Saved entries:
=======
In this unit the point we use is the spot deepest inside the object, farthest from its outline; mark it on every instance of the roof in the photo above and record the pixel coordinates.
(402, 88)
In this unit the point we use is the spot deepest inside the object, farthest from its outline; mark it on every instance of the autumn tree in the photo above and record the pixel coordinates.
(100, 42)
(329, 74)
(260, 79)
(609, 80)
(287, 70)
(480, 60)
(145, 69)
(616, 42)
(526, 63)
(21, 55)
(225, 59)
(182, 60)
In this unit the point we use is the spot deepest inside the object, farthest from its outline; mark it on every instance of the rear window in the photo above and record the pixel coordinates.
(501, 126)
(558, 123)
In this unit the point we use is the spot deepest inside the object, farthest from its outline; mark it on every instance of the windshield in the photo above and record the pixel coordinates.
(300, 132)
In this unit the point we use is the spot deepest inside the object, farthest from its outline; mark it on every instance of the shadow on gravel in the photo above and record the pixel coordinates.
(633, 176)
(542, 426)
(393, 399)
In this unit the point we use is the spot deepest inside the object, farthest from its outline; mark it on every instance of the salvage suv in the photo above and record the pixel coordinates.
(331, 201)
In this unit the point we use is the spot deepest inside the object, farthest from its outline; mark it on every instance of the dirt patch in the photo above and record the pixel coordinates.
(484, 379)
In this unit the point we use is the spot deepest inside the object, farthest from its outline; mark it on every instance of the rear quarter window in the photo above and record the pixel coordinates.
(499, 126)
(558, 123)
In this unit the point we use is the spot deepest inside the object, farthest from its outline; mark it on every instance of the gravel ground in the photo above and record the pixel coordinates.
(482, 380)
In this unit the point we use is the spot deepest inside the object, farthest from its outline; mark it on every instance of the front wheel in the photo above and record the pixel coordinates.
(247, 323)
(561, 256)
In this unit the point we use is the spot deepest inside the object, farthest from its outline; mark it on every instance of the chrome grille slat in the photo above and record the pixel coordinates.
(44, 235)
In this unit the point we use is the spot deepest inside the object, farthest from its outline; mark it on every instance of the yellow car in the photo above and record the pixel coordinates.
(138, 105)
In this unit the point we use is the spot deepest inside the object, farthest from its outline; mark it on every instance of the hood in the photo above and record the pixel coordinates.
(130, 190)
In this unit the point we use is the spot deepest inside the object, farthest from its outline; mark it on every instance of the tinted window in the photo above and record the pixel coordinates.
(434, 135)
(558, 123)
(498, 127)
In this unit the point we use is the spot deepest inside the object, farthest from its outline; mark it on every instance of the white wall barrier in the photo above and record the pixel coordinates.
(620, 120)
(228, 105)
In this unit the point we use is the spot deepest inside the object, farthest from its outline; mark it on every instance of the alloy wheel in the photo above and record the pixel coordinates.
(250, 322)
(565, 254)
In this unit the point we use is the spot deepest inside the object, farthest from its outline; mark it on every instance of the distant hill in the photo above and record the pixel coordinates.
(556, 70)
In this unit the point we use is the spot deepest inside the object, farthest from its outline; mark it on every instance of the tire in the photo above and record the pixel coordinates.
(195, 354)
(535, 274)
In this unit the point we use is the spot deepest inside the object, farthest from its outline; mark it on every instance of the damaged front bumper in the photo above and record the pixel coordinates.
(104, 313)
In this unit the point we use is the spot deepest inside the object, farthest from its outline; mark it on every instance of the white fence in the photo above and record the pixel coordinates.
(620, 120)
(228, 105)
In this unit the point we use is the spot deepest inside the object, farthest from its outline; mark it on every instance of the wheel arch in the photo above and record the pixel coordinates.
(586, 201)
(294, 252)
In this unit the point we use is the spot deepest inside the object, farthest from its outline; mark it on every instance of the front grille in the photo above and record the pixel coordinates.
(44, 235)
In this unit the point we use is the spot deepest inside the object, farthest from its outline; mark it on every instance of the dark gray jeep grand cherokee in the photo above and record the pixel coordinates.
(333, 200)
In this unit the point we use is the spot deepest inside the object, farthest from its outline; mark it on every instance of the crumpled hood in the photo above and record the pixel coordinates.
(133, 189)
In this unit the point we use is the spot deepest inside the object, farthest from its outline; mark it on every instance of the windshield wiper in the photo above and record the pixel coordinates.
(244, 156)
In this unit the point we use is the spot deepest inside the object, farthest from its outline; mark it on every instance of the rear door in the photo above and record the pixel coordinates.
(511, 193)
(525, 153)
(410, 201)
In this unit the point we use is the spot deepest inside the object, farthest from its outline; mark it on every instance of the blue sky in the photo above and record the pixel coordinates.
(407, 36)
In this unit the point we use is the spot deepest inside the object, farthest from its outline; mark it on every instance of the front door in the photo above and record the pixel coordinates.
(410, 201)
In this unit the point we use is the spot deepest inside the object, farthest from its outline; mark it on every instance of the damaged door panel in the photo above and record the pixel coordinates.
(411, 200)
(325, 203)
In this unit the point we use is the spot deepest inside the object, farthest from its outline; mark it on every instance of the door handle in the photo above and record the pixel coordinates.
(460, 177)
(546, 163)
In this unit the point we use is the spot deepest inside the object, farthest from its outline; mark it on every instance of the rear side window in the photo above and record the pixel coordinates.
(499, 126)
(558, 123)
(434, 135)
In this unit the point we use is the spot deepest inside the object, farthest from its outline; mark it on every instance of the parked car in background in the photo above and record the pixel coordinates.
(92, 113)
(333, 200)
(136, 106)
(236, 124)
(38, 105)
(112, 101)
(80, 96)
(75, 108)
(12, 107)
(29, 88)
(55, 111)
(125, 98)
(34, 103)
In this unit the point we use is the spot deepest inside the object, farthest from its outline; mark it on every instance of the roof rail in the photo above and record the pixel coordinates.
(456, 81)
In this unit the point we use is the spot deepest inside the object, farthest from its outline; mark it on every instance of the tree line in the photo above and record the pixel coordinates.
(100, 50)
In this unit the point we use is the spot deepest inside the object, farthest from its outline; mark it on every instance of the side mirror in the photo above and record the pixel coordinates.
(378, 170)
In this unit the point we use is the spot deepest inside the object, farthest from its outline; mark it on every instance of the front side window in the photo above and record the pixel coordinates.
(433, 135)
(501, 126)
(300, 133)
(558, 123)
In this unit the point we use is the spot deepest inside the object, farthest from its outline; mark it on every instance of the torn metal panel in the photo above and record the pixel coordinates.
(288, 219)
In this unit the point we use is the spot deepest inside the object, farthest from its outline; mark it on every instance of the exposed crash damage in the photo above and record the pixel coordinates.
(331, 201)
=======
Each record above is to be reproduced verbatim.

In this unit the point we use is the spot deepest inside the object, farthest from its outline; mark it on every instance of the roof in the photo above and record the pixel coordinates.
(402, 88)
In this unit the point we use is the spot deepest inside the object, farthest from its outline; mark it on every instance of the autumn tree in the photo above and record the pixel coordinates.
(100, 42)
(329, 74)
(260, 79)
(609, 80)
(287, 70)
(480, 60)
(145, 69)
(616, 42)
(526, 63)
(21, 55)
(225, 59)
(182, 60)
In this unit the point we use is the spot deepest inside the object, farthest from its outline; mark it on every instance of the rear window in the photo above and record the pixel coordinates.
(501, 126)
(558, 123)
In this unit the point we use is the spot deepest inside the object, farthest from its outline; mark it on every instance of the windshield in the photo above and record the pixel coordinates.
(300, 132)
In this unit the point we use is the spot deepest inside the object, farthest from its outline; mark it on every instance of the shadow on gravel in the photo above and record the pixel coordinates.
(633, 176)
(542, 426)
(393, 399)
In this unit the point we use is the spot deepest inside the object, farthest from its outline; mark it on every instance of the salvage suv in the photo above and record the pixel coordinates.
(331, 201)
In this unit the point we use is the spot deepest inside the object, farthest from its outline; mark it on every instance of the dirt patch in the photo above and record the pixel coordinates.
(484, 379)
In this unit the point we use is the spot deepest inside the object, farthest from its outline; mark it on every instance of the rear quarter window in the photo above and record the pixel coordinates.
(499, 126)
(558, 123)
In this unit the point we use is the spot deepest inside the object, farthest from its outline; mark it on every instance of the gravel ground in the photo above and record the pixel coordinates.
(482, 380)
In this unit the point we use is the spot deepest inside the object, farthest from its outline; mark it on every instance of the front wheel in the photo above and record the pixel coordinates.
(247, 323)
(561, 256)
In this unit the point we use is the spot deepest inside the object, farthest from its outline; mark it on every instance of the chrome grille slat in the photo above and record the pixel coordinates.
(44, 235)
In this unit the point we use is the spot deepest inside the object, farthest from its outline; mark it on every instance of the yellow car in the photo above and record the pixel coordinates.
(138, 105)
In this unit the point we use is the spot deepest inside the object, farthest from its outline; mark it on every instance of the hood in the photo above and record the pixel coordinates.
(130, 190)
In this unit the point we use is the spot deepest inside the object, farthest from its outline; mark it on every instance of the tinted window in the photo above and record the pixel coordinates.
(434, 135)
(558, 123)
(498, 127)
In this unit the point we use is the spot deepest inside the object, farthest from its outline; mark it on every instance of the white wall barrier in the photo above and record the pixel coordinates.
(620, 120)
(228, 105)
In this unit the point we use is the spot deepest inside the object, farthest from its outline; mark it on every instance of the alloy wheel in the photo above and record the pixel coordinates.
(250, 322)
(565, 254)
In this unit the point we use is the spot deepest inside the object, farthest from its outline; mark it on every instance of the distant hill in the photo above and record the pixel coordinates.
(556, 70)
In this unit the point we use is the spot deepest inside the object, farthest from its outline; mark it on every instance of the tire in the photo above and record the pixel coordinates.
(195, 354)
(535, 274)
In this unit the point we use is the spot deepest inside the object, farthest from its outline; mark it on every instance of the damaged front bumper in the photo above and record the pixel coordinates.
(104, 313)
In this unit the point we use is the spot deepest inside the object, farthest from its outline; mark it on every instance of the white fence in the photo above and record the pixel coordinates.
(620, 120)
(228, 105)
In this unit the point we use is the spot deepest inside the object, farthest from its outline; mark it on every instance of the wheel arch in the photo above and record the pixel coordinates.
(586, 201)
(294, 252)
In this unit the point we use is the spot deepest inside the object, farthest from its outline; mark it on every instance of the front grille in the photo above and record the pixel coordinates.
(44, 235)
In this unit the point we use is the spot deepest inside the object, farthest from its outline; mark it on every instance of the dark gray jeep grand cherokee in the photo above and record the pixel coordinates.
(333, 200)
In this unit the point we use is the spot deepest inside the object, farthest from its outline; mark it on every instance of the crumpled hood in the photo above and record the pixel coordinates.
(133, 189)
In this unit the point we use is the spot deepest inside the object, farthest from its outline; mark it on every instance of the windshield wiper in the photo above and record the pixel coordinates.
(244, 156)
In this unit the point we use is the spot deepest inside the object, farthest from its outline; mark it on every instance of the rear door in the photo above and record the pixel coordinates.
(511, 193)
(525, 153)
(410, 201)
In this unit the point we use is the spot deepest inside the object, farthest from its outline; mark it on every instance of the blue sky in the photo above and record the pixel coordinates.
(407, 36)
In this unit the point we use is the spot deepest inside the object, farthest from its outline; mark it on every instance of the front door in the photo above and record the pixel coordinates.
(410, 201)
In this unit the point we use is the spot deepest inside the object, farthest from its outline; mark it on every instance of the damaged door panel in the photo above and record the pixel coordinates.
(411, 200)
(325, 203)
In this unit the point we use is the spot deepest inside the object, farthest from its outline; mark it on every instance of the door handle in the photo above and record the pixel coordinates.
(460, 177)
(546, 163)
In this unit the point we use is the spot deepest inside the object, farthest from its outline; mark it on every instance of the rear side window in the photo above and record the pixel coordinates.
(499, 126)
(558, 123)
(434, 135)
In this unit the point we use is the spot deepest inside the object, farthest from its outline; mark it on every instance of the parked car in background in the photo above and record the pixel coordinates.
(92, 113)
(333, 200)
(136, 106)
(236, 124)
(38, 105)
(112, 101)
(80, 96)
(75, 108)
(12, 107)
(29, 88)
(55, 111)
(125, 98)
(34, 103)
In this unit the point we use is the spot deepest inside the object, farthest from its outline; mark it on every instance of the roof rail in the photo above and record the pixel coordinates.
(456, 81)
In this unit the point we use is the spot deepest inside the object, farthest from its outline; mark it on every instance of the tree line in the photo above and record the pixel coordinates.
(100, 50)
In this unit the point we use is the spot deepest inside the object, farthest from its outline; mark it on every instance of the side mirror in the photo above and record the pixel coordinates.
(378, 170)
In this unit the point we use is the spot deepest inside the object, farthest from its outline; mark it on every instance of the front side window in the photo above and record the pixel coordinates.
(433, 135)
(501, 126)
(300, 133)
(558, 123)
In this unit the point we use is the spot deepest inside the object, farthest from its outline; mark it on every instance of the torn metal panel in the photo above and record the pixel coordinates.
(288, 219)
In this unit the point we use is the spot deepest inside the object, farthest from its outline; mark it on every instance of the exposed crash damage in the photo above and record the pixel coordinates.
(331, 201)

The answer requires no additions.